**Task to complete**. Reproduce the essay on the solar system and the origin of life word for word, from "There is, in" to "reduce existential anxiety.".

**Document passage**.

I’ll take a closer look on our solar system now. There are some other theories of the formation of solar systems, the most easy to grasp being this one: First you make the star. Then, you fling a few giant rocks at it, and hope some go into orbit. This is a stupid theory, due to some basic facts of chance. The chance that one of the balls are going to go into orbit is like throwing a golf ball at a hole, and make it spin around the edge, not fall in or go past. Imagine the chances of nine balls making it. That’s not going to happen. Besides, there are solar systems other places in the universe, and this theory does not take into account the relative sizes, speeds, and order of the planets. The only positive thing I can say about this theory is: It’s simple to grasp.

 

The third way is to have two stars pass close by each other, and pull out of each other a long cigar shaped body of gas. This theory explains the relative size of the planets, but that’s about it. Unless it’s a sphere, the sun won’t be able to hold onto most of the gas, and it would disappear into space, like a single drop of water in a thunderstorm. As for the remaining gas, well… why should it remain a cigar? It’d most likely spread out, and become some sort of atmosphere for the sun, or just become a part of it again. And what are the chances of two stars getting that close, anyway?

 

I’ll skip the chapters about magnetism and about the sea, since I have no other theories, and the only thing I could think of mentioning regarding the magnetism chapter is lies-to-children (also known as education), which is a human term, and therefore won’t be that interesting in THIS text.

 

About life; like I’ve said, there are tens, maybe hundreds of ways for life to arise. Another one is clay. Clay forms tiny, complex, structures, which it can copy by adding another layer of clay, which can then fall of, and become the base for the building of new structures. Carbon can stick to clay surfaces, and use this to form complex molecules, proteins, maybe even DNA. There is however, one major problem with this theory, since it does not tell of any new source of energy for the new bacteria colonies. Looking past that, this theory has just a valid point as the one I put in the main text, and I might as well have put up this one.

 

Closing Words

 

There is, in my opinion, no reason to mark life as “special matter”. It’s just a carbon based compound. This sentence was written by an atheist, and if you want to argue, you might as well try to convert me. (Read line 2-14 on page 3 for my point of view on God.). “Meaning”, I think, is an abstract term defined by humans to reduce existential anxiety.

 

And another point about the universe I would like to make is: It is a chaotic place. When we look up at the night sky, it looks stable, calm, and everlasting… on our timescales. If you look at the universe in the term of deep time, space is a place full of action, drama, near-accidents, and things we will refuse to believe if we are told about them today. On the other hand, what does belief have to do with science? A better word would be accept.

And it might all end with a big crunch. The ultimate singularity… and beyond.

**Data excerpts**.
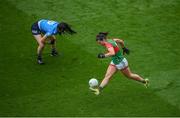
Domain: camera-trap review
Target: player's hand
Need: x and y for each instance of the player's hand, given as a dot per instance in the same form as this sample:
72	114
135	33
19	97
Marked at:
101	55
126	50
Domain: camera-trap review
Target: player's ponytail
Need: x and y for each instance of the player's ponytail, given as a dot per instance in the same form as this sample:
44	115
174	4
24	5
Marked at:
101	36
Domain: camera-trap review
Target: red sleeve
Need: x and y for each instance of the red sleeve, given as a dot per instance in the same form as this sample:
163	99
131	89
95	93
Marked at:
108	45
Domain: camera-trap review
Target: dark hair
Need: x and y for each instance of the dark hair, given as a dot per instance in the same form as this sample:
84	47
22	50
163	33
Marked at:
64	27
101	36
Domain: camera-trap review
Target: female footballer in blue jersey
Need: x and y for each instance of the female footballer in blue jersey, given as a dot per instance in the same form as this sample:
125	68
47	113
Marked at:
43	30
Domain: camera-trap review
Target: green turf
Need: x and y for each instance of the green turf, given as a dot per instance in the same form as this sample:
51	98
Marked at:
60	88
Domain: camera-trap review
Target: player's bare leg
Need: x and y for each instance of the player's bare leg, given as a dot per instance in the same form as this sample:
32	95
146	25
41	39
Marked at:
110	72
53	46
127	72
40	48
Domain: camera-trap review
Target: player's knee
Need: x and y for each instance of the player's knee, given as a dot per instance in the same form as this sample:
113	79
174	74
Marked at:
41	45
52	42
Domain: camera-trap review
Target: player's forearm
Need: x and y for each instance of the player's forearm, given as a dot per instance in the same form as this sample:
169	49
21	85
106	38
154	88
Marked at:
109	54
43	39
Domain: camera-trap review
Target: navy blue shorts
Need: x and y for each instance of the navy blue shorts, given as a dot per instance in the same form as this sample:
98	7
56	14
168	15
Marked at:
35	29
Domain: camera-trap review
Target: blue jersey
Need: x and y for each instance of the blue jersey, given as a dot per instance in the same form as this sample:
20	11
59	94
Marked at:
48	27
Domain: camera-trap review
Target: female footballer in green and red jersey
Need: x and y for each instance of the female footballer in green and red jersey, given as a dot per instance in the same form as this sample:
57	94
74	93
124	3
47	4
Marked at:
118	61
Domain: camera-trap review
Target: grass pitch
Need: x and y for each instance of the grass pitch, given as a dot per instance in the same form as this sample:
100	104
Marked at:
150	29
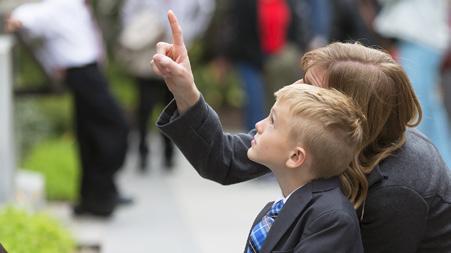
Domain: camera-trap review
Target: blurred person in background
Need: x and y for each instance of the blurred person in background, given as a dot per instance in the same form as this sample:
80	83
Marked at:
250	33
405	180
421	30
71	49
136	47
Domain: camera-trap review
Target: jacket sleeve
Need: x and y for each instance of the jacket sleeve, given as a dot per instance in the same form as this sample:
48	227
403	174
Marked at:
394	220
216	155
335	231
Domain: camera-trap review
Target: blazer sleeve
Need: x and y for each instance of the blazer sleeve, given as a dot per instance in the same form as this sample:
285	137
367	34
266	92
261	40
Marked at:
216	155
335	231
394	220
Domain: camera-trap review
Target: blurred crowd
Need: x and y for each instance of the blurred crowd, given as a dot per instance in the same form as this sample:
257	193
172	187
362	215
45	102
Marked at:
261	40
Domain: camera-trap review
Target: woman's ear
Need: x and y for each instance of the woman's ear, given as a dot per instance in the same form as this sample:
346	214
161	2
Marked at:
297	158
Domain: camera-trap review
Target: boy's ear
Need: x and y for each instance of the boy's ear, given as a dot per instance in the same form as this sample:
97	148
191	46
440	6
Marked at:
297	158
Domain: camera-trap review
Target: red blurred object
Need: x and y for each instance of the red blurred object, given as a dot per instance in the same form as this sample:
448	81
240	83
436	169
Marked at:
273	19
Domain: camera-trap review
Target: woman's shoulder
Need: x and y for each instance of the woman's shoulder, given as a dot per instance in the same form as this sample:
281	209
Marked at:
417	166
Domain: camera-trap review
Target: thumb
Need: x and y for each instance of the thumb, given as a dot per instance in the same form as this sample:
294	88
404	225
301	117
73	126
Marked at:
165	65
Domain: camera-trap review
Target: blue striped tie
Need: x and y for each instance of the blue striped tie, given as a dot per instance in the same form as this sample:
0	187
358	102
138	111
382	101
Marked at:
261	229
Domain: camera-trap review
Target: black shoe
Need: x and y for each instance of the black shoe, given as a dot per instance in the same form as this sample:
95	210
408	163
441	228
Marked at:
82	210
124	201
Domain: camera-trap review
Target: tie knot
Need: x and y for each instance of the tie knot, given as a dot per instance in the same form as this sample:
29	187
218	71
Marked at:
276	207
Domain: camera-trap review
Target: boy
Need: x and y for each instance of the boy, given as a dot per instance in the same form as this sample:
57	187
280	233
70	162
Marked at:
309	138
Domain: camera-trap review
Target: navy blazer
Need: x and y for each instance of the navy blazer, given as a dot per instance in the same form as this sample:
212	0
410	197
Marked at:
316	218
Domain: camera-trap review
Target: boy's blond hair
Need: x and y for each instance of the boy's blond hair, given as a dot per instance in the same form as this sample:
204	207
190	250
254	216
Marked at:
329	126
381	88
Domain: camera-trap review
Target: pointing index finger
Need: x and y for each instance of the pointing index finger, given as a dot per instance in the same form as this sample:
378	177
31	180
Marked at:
177	36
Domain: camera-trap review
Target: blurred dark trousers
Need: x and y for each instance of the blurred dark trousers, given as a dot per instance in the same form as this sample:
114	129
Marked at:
151	92
101	131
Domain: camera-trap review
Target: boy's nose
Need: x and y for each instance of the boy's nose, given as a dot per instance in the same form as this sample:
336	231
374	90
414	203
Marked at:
259	126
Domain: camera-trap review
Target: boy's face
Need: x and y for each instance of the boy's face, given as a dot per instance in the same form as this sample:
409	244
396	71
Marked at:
272	145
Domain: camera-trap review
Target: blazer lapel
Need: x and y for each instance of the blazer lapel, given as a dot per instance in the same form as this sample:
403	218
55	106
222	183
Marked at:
294	206
291	210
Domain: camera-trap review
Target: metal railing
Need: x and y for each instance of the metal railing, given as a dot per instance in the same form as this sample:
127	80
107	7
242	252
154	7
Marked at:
7	147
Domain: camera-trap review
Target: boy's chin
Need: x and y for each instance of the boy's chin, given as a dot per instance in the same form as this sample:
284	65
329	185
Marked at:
251	155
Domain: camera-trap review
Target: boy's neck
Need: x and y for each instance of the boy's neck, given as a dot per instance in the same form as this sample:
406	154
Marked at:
289	181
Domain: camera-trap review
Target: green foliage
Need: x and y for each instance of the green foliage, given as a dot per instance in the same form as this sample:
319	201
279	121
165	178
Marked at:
40	118
22	232
56	159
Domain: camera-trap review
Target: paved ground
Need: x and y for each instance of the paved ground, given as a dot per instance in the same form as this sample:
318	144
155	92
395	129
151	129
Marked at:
174	212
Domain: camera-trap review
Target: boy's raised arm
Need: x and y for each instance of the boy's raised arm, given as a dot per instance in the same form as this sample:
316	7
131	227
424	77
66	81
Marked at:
172	63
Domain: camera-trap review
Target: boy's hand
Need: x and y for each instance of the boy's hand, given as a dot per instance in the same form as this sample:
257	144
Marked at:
172	63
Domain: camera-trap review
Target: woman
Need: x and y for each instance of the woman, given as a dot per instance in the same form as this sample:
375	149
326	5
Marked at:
408	205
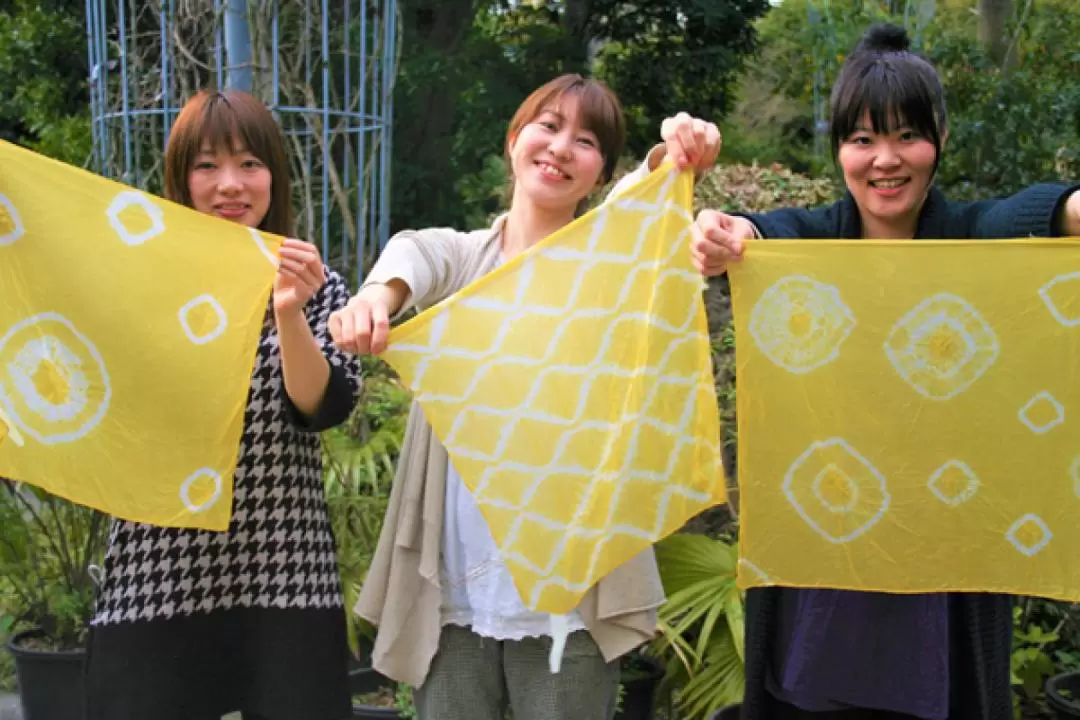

**Expected output**.
There is, in my opinion, no reason to mark life as “special matter”. It’s just a carbon based compound. This sentence was written by an atheist, and if you want to argue, you might as well try to convert me. (Read line 2-14 on page 3 for my point of view on God.). “Meaning”, I think, is an abstract term defined by humans to reduce existential anxiety.